/---

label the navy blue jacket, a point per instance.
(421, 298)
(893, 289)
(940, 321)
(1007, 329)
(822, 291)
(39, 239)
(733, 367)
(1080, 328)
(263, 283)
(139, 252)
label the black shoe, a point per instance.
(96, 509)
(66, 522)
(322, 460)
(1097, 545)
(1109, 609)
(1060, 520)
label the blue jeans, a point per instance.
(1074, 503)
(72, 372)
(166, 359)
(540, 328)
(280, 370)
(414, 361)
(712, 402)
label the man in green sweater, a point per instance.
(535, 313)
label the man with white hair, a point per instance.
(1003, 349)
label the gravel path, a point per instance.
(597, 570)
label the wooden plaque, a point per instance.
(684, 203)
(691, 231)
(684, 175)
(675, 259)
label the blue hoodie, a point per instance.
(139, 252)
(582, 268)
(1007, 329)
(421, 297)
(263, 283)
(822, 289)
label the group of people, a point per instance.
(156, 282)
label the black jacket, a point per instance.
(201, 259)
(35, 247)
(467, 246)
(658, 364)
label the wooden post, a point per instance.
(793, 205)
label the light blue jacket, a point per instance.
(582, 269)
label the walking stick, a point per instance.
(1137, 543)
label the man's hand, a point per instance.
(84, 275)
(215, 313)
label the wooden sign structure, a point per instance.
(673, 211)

\---
/---

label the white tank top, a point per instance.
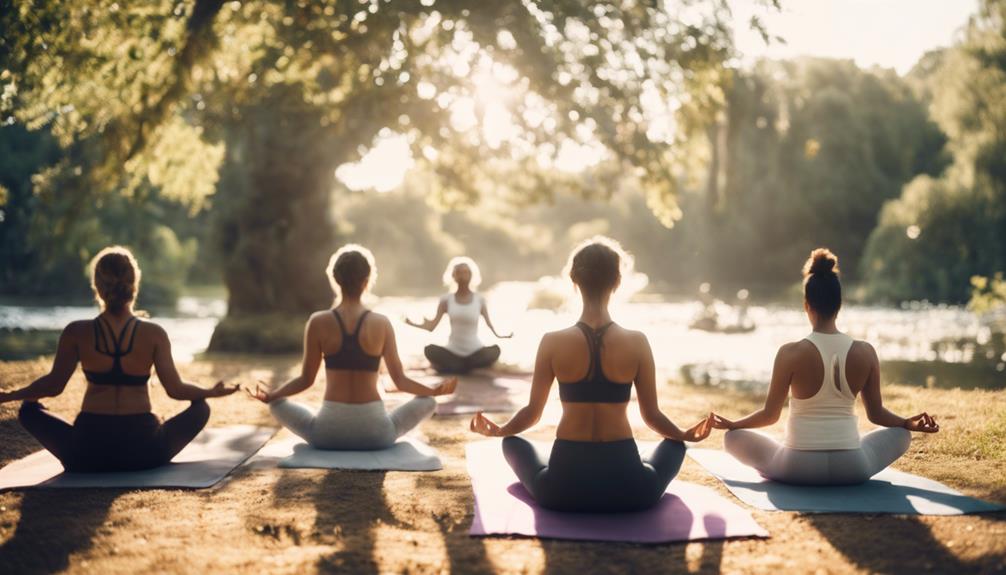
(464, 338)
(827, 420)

\---

* _BRIEF_
Extract each line from the records above that contains the word "white". Uppercase and lowercase letters count as different.

* _SOLUTION FOR THIS PROBLEM_
label the man with white hair, a point per instance.
label the white tank top, a point per instance.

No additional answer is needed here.